## start Information provided

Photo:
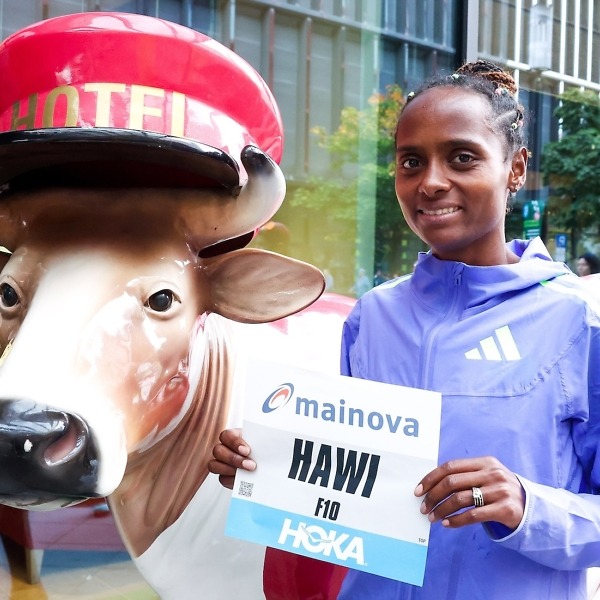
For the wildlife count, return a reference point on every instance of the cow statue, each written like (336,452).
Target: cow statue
(137,159)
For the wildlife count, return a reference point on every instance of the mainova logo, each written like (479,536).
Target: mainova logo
(317,540)
(280,397)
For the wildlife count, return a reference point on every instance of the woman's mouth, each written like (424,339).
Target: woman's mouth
(438,212)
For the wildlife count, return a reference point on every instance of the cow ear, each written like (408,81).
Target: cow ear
(256,286)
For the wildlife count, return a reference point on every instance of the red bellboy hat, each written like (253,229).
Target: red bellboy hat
(125,99)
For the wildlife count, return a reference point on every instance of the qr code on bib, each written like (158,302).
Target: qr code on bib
(246,488)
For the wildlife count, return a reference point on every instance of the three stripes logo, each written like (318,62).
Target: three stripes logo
(499,346)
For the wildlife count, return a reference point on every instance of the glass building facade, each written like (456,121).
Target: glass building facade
(340,70)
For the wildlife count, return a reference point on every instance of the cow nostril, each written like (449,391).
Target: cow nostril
(66,446)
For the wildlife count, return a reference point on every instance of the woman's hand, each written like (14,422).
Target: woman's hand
(448,493)
(230,455)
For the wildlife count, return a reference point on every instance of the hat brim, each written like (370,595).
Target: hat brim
(109,157)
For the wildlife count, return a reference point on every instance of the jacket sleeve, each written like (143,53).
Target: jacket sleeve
(349,337)
(561,528)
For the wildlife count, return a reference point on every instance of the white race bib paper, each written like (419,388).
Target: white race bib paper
(338,459)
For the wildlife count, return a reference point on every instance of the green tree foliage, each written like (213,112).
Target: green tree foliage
(571,166)
(353,183)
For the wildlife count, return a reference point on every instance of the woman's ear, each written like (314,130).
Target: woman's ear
(518,170)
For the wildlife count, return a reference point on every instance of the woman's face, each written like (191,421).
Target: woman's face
(453,175)
(583,267)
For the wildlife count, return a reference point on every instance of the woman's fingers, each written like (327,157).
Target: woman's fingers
(449,493)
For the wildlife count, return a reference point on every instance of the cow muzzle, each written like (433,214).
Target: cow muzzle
(47,457)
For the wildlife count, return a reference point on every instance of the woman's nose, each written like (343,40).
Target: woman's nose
(434,180)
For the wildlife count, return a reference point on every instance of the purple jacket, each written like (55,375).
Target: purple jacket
(515,352)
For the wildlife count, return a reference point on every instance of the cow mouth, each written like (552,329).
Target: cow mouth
(67,446)
(46,456)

## end Information provided

## Given request
Copy every row above word for word, leaving the pictures out.

## Written answer
Photo:
For the wildlife count, return a reference point on every instance of the cow statue, each written like (336,452).
Target: cow statue
(137,159)
For the wildlife count, return a reference point on every instance of the mainova logo, each written like (479,536).
Target: mainova logo
(317,540)
(280,397)
For the wildlife count, return a reference point on every instance of the woman's mouth, each written like (424,339).
Target: woman's mouth
(438,212)
For the wildlife count, return a reference point on every instance of the cow ear, each written like (408,81).
Target: cow ear
(256,286)
For the wildlife count, return a reference point on every instance of the red bellboy hat, each written like (253,229).
Target: red bellboy hat
(125,99)
For the wildlife count, return a reference point on every instance of the qr code on bib, each written like (158,302).
Target: qr code on bib
(246,488)
For the wildlife count, return a reference point on every instance of the three stripes logo, each written like (318,62).
Target: three stripes logo
(499,346)
For the wildlife count, return a reference point on every instance of the glass building facade, each written like (456,121).
Target: glass building facade
(340,70)
For the wildlife count, return a reference point on every instance of the cow nostril, each written like (449,391).
Target: cow nostril
(66,446)
For the wildlife count, return a reference point on every instance of the woman's hand, each written like (14,422).
Target: woman's hand
(448,493)
(230,455)
For the wildlife count, return a reference point on every instance of the hat brim, each written like (370,595).
Target: hat brim
(109,157)
For the wildlife count, return a reference point on every instance of the jacket sleeve, each written like (143,53).
Target: jacket sleeve
(349,337)
(561,528)
For the wildlife count, return a reference point on every instance of the white race bib paper, each written like (419,388).
Target: white race bib paper
(338,459)
For the wildlife count, return a reference point on every instance of the green tree foliage, each written like (213,112).
Target: green tree foliage
(571,166)
(353,183)
For the wildlife count, return a reference point on every instance of the woman's ear, each written like (314,130).
Target: woman's ear
(518,170)
For the wildlife count, return a reference point on every instance of the woman's face, each written like (191,421).
Target: woman's face
(453,175)
(583,267)
For the wildlife count, return a reference point on every instance of the woman's fingers, each written like (327,157).
Target: woman's fingers
(449,493)
For the wildlife count, return a reference point on every instance of the cow muzzle, each written like (433,214).
Target: cow muzzle
(47,457)
For the wildlife count, return a reference point on every instance of the woman's nose, each written like (343,40).
Target: woman's nose
(434,180)
For the wildlife count, return a reference point on every instance of the purple jacket, each written like (55,375).
Target: purple jacket
(515,352)
For the wildlife count, return a reference point on every instance of the cow mouth, each written like (552,329).
Target: cow mouth
(67,446)
(46,456)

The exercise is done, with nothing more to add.